= OBJECTIVES =
a. In the article on Ralph Gilles and the Addison Township crash, which vehicle did Gilles use to push the burning SUV away?
b. Reproduce the passage of the article on Ralph Gilles and the Addison Township crash that begins at the words "By on February" and stops after "to catch fire.", switching "Fiesta" to "Focus" throughout.

By on February 25, 2018

Ralph Gilles

Last weekend, a drunk driver in a Ford Edge crossed into oncoming traffic in Addison Township, Michigan, and collided with a 2013 Ford Fiesta in the early hours of Sunday morning. At the same time Ralph Gilles, Fiat Chrysler’s Global Head of Design, was returning from an evening out with his wife and happened across the scene as the engine compartment of the Edge was beginning to catch fire.

With the occupants of the Fiesta trapped inside, Gilles decided to use his Jeep Wrangler push a burning SUV away from a wrecked hatchback — hoping to save them from a fiery death by keeping the flames from spreading to their vehicle. He explained that he had arrived just moments after the crash and had noticed the Edge driver had already exited the vehicle. Unfortunately, one of the two people in the Fiesta later passed away due to injuries sustained during the accident. But he may have saved the other by pushing the flaming SUV to the side of the road.

= SOURCE DATA =
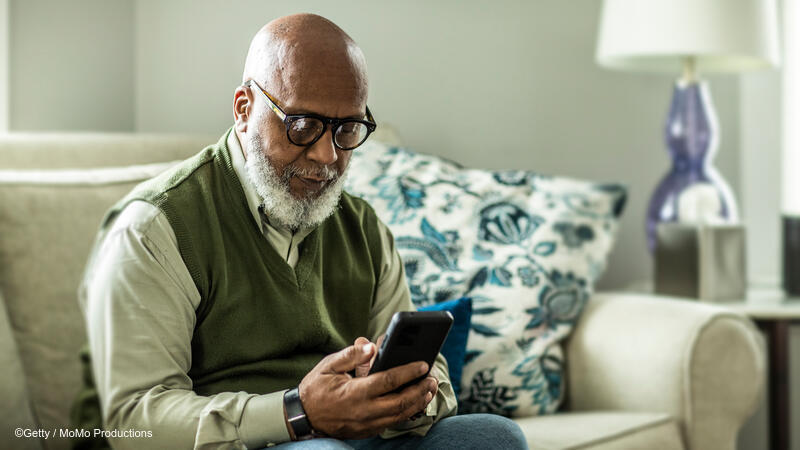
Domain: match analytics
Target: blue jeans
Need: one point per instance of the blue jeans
(470, 431)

= OUTPUTS FOR THE TASKS =
a. His Jeep Wrangler.

b.
By on February 25, 2018

Ralph Gilles

Last weekend, a drunk driver in a Ford Edge crossed into oncoming traffic in Addison Township, Michigan, and collided with a 2013 Ford Focus in the early hours of Sunday morning. At the same time Ralph Gilles, Fiat Chrysler’s Global Head of Design, was returning from an evening out with his wife and happened across the scene as the engine compartment of the Edge was beginning to catch fire.